- **Fragmento para leer**:
- - - - - - -

Frente a la actual crisis política, cabe cuestionarse si un país que no ha concluido un proceso histórico de integración nacional, con la consolidación de un Estado que interprete y canalice a todas las expresiones regionales, étnicas y sociales, puede conseguir la estabilidad política que reclama la democracia. Esta característica de la formación social ecuatoriana es también una insuficiencia en la conformación de un bloque en el poder. Las oligarquías nacionales, representadas en la derecha política criolla, no han logrado consolidar la unidad de clase, sino como alianzas electorales coyunturales que no terminaron de cuajar en un cogobierno desde el Ejecutivo, ni en consensos perdurables al interior del Legislativo.
Tal es el caso de la alianza de CREO-PSC que llevó a la presidencia a Guillermo Lasso, en un romance que duró poco. Sin embargo, no es posible concluir en que la derrota electoral de febrero refleja una ruptura de un bloque oligárquico homogéneo en el ejercicio del poder, dicho bloque como tal en términos estratégicos, nunca existió.
La no realización histórica de un proceso de unidad nacional que refleje una estructuración gubernamental en el aparato del Estado, confirma los constantes forcejeos regionales existentes entre fuerzas oligárquicas costeñas y serranas, que algunos interpretan como un “péndulo” político que oscila históricamente, colocando presidentes de Guayaquil y Quito de manera alternada.
En la política consuetudinaria la ausencia de unidad, marcada por el fraccionamiento oligárquico, se ha visto reflejada en las reyertas coyunturales que han sostenido políticos representantes de la tendencia. Ahí está la ruptura de Febres Cordero con el vicepresidente serrano de su gobierno, Blasco Peñaherrera; conflicto de alguna manera replicado por el socialcristiano, Jaime Nebot, cuando las emprendió en contra del demócratapopular, Yamil Mahuad, luego de apoyarlo en la campaña presidencial que lo condujo al poder. La difícil unidad estratégica de la derecha, ha sido tan dificultosa como la propia unidad nacional, que no supera regionalismos, caudillismos localistas o ambiciones personales que ha llevado a un constante separatismo provincial.

- - - - - - -

- **Fragmentos de un conjunto de datos de etiquetado de puntos**:
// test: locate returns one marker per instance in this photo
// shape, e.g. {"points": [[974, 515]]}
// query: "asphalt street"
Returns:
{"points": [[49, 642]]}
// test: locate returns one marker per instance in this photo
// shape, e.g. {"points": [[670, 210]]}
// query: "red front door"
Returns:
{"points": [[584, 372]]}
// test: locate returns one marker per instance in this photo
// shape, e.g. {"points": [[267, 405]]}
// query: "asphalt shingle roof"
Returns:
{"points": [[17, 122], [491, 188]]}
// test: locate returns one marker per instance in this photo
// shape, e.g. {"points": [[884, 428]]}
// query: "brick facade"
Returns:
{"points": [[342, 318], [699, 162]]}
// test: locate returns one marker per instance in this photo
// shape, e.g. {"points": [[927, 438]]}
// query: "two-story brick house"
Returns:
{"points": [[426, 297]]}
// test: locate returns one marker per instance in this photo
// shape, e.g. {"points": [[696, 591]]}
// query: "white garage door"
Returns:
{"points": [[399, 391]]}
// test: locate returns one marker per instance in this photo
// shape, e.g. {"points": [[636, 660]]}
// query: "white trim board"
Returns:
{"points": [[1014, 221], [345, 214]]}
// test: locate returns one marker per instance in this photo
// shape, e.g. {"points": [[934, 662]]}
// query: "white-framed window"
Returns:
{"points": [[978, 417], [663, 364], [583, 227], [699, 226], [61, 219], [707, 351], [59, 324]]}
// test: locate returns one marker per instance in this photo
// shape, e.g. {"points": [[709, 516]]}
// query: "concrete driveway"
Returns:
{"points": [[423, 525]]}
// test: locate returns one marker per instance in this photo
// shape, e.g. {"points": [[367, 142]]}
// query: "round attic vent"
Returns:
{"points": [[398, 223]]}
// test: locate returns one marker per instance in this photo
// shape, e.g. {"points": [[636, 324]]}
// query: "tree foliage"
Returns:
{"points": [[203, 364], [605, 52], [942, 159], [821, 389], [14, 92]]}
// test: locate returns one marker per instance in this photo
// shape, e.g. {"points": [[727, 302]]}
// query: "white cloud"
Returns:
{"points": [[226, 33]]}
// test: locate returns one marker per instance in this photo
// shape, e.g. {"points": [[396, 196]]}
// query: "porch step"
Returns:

- - - - - - -

- **Qué debes hacer**:
(1) Reproduce literalmente el pasaje del texto sobre la crisis política ecuatoriana que va desde "La no realización" hasta "de manera alternada.".
(2) Redacta la parte siguiente del texto sobre la crisis política ecuatoriana, a continuación de su última oración.
Las líneas no guardan relación con el texto sobre la crisis política ecuatoriana.

- **En respuesta**:
(1)
La no realización histórica de un proceso de unidad nacional que refleje una estructuración gubernamental en el aparato del Estado, confirma los constantes forcejeos regionales existentes entre fuerzas oligárquicas costeñas y serranas, que algunos interpretan como un “péndulo” político que oscila históricamente, colocando presidentes de Guayaquil y Quito de manera alternada.

(2)
En una lectura más sopesada y distante ya de los resultados electorales de febrero, bien cabría constatar que la derrota del gobierno y de los demás sectores de la derecha política -socialcristianos, independientes, socialdemócratas- refleja el agotamiento del modelo neoliberal y, consecuentemente, el deterioro que llevó al desgaste a un conglomerado oligárquico no orgánico, que condujo finalmente a la ingobernabilidad al régimen de Lasso y a su creciente impopularidad.
Se diría, pues, que el país despertó del sopor neoliberal de una “larga noche” en que las demandas populares fueron desoídas y las políticas aplicadas desde el poder no fueron suficiente, a la hora de resolver los graves problemas nacionales. En eso consiste el desgaste del modelo y la inconsistencia en la difícil unidad de la derecha. La inestabilidad política del país condujo a la caída de varios presidentes -tanto reformistas y populistas de derecha, como caudillos regionales- que tuvieron que salir huyendo del país.
Independientemente de la singularidad de cada uno de los ex presidentes que huyeron a los EEUU o Panamá, el fenómeno muestra el fracaso del modelo neoliberal que representan, y que se tradujo en la cara más salvaje del capitalismo que, constantemente, pretendieron maquillar. Sin embargo, el deterioro no es de carácter personal, tiene expresión clasista. Es una clase social que históricamente en su conjunto agota su rol político que se expresa en la incapacidad de convocar al país a la unidad nacional y a un genuino encuentro entre sus componentes sociales.
Mas allá de las limitantes y errores en que haya incurrido el progresismo reformista en el poder durante la llamada década perdida, o ganada, según se la mire, esa gestión de la tendencia dio al Ecuador un viso de coherencia que se tradujo en unidad y estabilidad política, mayor equidad económica y eficiencia en la gestión social. Independientemente de la polémica en torno a que si antes estábamos mejor, el régimen progresista organizo al país de manera muy distinta al caos existente en la actualidad. Sin embargo, la tendencia reformista al verse imposibilitada de implementar un proyecto ideológicamente claro, respaldado en estructuras partidistas orgánicas, condujo al proceso político a una nueva crisis de unidad, y vino la defección y felonía de Moreno que echó las bases para la presencia de un banquero neoliberal en la presidencia de la República.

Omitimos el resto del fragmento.